(Excerpts of location labeling data)
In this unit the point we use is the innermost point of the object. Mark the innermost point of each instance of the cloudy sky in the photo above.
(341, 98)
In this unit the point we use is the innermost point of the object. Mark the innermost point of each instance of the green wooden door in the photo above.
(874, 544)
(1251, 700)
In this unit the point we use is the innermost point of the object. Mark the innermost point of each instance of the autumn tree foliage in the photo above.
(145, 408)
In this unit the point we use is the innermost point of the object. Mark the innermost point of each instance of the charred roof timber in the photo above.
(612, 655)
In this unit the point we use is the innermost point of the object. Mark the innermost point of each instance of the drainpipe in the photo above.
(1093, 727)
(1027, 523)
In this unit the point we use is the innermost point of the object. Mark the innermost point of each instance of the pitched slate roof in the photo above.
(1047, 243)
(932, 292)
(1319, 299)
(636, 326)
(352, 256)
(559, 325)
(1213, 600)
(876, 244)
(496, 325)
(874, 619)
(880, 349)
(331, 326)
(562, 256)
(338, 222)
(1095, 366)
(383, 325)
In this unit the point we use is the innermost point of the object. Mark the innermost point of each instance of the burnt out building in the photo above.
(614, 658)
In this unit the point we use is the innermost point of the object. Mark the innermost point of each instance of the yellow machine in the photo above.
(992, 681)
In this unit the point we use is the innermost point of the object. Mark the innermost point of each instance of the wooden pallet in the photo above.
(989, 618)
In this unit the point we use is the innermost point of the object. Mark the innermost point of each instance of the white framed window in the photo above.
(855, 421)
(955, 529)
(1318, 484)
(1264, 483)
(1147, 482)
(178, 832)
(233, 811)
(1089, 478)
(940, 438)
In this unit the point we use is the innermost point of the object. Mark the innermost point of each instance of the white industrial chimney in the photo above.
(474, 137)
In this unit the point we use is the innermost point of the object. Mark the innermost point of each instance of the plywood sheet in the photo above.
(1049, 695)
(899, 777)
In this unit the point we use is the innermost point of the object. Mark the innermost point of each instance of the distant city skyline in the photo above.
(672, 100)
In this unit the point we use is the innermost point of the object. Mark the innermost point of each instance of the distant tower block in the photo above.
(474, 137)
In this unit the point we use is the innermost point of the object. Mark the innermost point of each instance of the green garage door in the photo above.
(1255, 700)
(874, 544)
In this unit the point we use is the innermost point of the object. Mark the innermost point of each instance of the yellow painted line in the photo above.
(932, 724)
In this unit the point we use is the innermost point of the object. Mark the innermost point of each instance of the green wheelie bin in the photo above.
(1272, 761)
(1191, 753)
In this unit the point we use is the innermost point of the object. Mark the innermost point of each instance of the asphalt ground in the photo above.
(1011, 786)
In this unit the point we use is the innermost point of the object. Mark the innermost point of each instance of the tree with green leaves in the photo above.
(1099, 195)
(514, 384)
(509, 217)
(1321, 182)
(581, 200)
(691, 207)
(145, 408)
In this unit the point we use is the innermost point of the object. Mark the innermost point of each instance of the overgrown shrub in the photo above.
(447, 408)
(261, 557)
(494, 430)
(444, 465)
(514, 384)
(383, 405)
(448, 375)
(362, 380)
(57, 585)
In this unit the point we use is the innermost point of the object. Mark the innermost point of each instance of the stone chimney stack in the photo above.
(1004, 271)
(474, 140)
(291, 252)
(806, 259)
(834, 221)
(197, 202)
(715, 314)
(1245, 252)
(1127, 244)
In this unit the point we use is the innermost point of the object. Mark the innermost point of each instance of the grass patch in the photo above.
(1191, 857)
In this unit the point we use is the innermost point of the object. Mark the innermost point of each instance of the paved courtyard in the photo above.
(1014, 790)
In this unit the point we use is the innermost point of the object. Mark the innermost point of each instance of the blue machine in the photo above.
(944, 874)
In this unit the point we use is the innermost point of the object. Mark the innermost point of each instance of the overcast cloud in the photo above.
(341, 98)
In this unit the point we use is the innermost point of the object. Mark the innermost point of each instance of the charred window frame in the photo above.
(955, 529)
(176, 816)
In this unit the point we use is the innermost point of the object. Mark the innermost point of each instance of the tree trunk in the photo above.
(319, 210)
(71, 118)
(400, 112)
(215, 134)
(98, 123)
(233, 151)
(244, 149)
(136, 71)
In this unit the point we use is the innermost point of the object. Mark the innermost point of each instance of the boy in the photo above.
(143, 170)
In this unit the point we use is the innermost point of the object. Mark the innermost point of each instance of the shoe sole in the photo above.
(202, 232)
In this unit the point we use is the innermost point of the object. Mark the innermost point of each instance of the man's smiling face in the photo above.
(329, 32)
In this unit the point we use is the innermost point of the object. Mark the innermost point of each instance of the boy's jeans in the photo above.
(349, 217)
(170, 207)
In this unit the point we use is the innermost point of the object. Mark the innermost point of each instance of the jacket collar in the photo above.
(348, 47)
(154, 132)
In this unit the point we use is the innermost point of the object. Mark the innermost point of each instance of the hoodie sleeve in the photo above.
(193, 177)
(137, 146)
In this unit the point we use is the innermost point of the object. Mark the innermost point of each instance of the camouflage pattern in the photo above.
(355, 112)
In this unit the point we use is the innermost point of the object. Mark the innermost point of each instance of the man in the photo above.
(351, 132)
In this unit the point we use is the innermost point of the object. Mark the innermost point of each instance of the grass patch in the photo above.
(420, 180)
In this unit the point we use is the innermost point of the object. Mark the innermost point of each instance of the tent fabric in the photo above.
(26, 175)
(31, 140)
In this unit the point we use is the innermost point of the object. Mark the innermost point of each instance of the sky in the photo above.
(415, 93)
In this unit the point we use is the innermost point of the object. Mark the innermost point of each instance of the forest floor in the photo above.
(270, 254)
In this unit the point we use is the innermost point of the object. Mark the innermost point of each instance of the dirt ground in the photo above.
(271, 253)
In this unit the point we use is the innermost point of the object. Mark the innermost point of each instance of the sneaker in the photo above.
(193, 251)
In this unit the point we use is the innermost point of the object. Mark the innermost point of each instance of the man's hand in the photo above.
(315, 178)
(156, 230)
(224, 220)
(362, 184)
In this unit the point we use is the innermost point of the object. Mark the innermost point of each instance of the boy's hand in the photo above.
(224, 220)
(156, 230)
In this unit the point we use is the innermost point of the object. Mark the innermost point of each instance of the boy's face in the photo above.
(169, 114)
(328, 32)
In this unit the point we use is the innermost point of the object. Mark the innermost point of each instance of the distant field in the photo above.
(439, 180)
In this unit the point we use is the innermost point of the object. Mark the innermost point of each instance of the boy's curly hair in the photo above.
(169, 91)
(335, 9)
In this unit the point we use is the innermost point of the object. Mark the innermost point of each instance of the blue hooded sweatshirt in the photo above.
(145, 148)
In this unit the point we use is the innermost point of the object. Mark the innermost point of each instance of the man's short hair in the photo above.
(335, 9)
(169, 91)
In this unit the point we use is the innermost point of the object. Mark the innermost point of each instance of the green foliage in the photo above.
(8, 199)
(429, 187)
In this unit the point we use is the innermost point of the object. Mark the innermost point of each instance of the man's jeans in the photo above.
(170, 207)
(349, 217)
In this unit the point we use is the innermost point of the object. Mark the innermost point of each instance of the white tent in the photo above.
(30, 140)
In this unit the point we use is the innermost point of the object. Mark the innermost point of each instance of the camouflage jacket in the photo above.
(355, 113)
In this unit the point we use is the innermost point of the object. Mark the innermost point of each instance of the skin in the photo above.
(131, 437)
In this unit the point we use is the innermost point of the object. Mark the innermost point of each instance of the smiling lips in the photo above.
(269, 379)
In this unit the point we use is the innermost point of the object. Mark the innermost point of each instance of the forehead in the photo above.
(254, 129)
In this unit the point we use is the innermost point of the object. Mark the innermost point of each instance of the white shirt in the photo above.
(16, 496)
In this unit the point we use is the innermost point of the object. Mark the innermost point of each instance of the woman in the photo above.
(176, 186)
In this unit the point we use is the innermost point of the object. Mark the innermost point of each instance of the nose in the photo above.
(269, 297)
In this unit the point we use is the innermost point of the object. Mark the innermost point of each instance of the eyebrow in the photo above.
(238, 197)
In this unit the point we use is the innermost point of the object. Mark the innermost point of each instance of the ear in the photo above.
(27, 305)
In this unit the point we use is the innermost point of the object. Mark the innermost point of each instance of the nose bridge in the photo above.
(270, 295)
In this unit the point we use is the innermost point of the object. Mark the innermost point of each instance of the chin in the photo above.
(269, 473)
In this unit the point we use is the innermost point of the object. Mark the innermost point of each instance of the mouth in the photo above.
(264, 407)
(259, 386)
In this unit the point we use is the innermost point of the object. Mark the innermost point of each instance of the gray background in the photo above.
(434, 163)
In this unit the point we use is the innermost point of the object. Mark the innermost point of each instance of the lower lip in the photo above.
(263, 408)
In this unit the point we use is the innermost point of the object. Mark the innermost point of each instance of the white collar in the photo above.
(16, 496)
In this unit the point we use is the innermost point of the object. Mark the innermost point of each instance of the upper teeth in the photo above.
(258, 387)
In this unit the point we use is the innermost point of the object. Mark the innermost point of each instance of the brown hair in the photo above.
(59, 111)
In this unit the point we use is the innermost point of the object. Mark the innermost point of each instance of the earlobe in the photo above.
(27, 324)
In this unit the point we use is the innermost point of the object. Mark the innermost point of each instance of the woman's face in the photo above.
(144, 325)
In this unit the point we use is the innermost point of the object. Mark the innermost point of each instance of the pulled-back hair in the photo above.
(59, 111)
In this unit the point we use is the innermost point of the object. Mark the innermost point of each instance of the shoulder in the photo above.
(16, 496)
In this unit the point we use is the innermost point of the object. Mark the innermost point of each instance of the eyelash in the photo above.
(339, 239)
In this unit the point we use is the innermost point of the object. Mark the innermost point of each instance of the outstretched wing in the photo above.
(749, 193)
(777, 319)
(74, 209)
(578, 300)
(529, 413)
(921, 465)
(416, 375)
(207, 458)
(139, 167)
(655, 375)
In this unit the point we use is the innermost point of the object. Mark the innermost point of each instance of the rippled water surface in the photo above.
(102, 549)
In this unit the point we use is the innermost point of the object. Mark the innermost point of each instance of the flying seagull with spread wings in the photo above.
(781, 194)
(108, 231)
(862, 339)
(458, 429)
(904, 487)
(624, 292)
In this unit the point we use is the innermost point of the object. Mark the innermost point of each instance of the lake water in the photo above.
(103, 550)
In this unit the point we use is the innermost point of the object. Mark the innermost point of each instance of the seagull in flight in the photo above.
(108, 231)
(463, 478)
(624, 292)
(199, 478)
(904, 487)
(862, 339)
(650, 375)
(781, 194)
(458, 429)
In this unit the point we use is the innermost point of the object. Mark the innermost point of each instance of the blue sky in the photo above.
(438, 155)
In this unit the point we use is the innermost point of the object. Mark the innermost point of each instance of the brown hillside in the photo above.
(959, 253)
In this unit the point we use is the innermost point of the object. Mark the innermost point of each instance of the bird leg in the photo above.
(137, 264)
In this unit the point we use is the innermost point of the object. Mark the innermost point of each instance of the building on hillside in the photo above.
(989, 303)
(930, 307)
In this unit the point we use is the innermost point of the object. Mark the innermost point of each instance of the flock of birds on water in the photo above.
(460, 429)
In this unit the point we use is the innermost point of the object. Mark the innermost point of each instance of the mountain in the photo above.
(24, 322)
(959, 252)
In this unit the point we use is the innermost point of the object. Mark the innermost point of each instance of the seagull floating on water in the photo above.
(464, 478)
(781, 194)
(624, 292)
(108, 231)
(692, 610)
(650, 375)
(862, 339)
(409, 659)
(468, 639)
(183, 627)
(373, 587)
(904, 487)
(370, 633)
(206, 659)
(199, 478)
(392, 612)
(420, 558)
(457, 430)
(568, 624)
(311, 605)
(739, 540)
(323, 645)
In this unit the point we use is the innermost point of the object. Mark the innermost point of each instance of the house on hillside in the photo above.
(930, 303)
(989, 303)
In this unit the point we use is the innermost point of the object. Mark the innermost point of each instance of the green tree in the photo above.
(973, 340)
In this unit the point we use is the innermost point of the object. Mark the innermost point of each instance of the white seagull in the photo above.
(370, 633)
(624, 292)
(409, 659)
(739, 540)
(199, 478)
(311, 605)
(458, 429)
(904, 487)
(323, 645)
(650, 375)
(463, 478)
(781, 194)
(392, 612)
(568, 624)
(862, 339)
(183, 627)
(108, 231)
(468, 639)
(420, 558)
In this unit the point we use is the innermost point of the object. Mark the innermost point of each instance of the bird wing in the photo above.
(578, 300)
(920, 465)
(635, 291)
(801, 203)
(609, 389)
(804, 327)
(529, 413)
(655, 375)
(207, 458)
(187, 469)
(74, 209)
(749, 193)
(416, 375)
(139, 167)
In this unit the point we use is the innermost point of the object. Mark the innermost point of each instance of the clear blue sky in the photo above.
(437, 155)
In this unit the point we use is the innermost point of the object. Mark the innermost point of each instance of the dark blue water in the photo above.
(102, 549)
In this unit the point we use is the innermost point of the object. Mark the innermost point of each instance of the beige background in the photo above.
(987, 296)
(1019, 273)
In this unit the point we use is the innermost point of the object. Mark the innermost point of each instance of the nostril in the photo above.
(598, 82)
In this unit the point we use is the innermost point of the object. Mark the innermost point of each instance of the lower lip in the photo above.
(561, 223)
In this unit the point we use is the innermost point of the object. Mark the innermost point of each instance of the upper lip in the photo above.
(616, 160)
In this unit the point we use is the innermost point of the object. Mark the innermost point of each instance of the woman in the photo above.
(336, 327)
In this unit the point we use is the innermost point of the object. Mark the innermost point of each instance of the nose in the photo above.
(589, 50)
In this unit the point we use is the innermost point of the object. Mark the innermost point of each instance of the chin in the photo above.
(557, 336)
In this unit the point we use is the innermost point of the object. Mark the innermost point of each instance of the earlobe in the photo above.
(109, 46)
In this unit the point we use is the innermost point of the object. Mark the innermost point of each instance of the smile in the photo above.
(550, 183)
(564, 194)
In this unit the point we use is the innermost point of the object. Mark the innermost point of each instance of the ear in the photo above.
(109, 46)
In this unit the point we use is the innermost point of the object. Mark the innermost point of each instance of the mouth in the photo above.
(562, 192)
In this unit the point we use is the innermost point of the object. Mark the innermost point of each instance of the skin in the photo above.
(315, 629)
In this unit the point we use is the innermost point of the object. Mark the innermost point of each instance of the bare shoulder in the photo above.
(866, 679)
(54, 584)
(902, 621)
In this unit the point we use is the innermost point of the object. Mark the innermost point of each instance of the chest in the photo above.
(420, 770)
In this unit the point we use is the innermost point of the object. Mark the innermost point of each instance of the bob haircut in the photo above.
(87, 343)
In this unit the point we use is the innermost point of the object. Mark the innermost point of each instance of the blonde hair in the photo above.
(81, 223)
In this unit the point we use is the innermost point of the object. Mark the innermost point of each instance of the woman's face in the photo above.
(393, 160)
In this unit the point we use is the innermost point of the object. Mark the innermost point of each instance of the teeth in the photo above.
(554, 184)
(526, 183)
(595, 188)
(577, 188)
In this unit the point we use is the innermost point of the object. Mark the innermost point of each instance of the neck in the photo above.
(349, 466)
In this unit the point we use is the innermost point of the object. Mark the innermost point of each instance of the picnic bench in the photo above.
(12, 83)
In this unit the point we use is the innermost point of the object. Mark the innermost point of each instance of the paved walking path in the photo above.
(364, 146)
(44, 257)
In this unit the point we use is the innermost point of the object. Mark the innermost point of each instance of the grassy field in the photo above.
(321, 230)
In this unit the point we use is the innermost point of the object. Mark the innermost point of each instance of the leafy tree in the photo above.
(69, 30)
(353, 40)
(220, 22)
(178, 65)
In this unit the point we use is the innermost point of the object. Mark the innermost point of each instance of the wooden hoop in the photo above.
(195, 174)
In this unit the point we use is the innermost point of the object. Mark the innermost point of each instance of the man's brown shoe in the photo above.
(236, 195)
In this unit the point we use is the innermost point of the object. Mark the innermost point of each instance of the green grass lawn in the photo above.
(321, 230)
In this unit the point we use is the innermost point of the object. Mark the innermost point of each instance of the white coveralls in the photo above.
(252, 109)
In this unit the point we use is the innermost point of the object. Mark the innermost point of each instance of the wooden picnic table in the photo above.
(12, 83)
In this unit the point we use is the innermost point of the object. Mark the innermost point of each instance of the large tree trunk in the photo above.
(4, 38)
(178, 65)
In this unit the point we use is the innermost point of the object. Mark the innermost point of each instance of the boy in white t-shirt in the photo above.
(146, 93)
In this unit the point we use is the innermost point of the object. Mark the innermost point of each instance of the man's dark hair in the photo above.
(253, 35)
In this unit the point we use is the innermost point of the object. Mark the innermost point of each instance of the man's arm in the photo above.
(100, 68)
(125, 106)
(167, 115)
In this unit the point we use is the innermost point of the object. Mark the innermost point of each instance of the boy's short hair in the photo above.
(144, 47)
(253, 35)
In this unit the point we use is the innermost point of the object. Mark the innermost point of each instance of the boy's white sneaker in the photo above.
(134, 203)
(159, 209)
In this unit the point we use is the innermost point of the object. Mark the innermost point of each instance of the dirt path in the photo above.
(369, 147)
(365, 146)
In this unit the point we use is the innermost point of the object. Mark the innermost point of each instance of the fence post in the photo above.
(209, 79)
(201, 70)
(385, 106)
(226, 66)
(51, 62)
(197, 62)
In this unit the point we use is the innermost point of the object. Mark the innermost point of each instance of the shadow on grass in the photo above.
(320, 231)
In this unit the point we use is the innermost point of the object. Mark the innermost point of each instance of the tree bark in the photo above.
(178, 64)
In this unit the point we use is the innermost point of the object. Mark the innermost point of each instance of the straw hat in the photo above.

▶ [Short problem]: Print exactly the lines from the one with "large tree trunk in the photo above." through the end of the data, inclusive.

▶ [Exercise result]:
In this unit the point we use is the innermost point of the object. Mark the innermost point of each instance of the large tree trunk in the photo above.
(4, 38)
(178, 65)
In this unit the point we use is the innermost point of the object. Mark the innermost point of each instance of the boy in white t-shirt in the photo above.
(146, 93)
In this unit the point we use is the innermost point of the object. Mark the innermost point of each instance of the man's dark hair in the photo above.
(253, 35)
In this unit the point we use is the innermost point of the object. Mark the innermost point of each instance of the man's arm in the photo above.
(100, 68)
(125, 106)
(167, 115)
In this unit the point we use is the innermost point of the object. Mark the innermost point of each instance of the boy's short hair in the photo above.
(144, 47)
(253, 35)
In this unit the point we use is the innermost point of the object. Mark the innermost point of each instance of the boy's white sneaker in the photo above.
(134, 203)
(159, 209)
In this unit the point we use is the innermost point of the object. Mark the innermost point of each instance of the dirt path in the photo above.
(369, 147)
(365, 146)
In this unit the point we use is the innermost point of the object. Mark the innermost point of each instance of the fence post in the photo above.
(209, 79)
(201, 70)
(385, 106)
(226, 66)
(51, 62)
(197, 62)
In this unit the point we use is the innermost point of the object. Mark the innermost point of each instance of the shadow on grass in the photo above.
(320, 231)
In this unit the point we use is the innermost point of the object. Mark the innermost point of each instance of the tree bark in the photo above.
(178, 64)
In this unit the point we use is the innermost point of the object. Mark the innermost point of each instance of the straw hat in the photo above.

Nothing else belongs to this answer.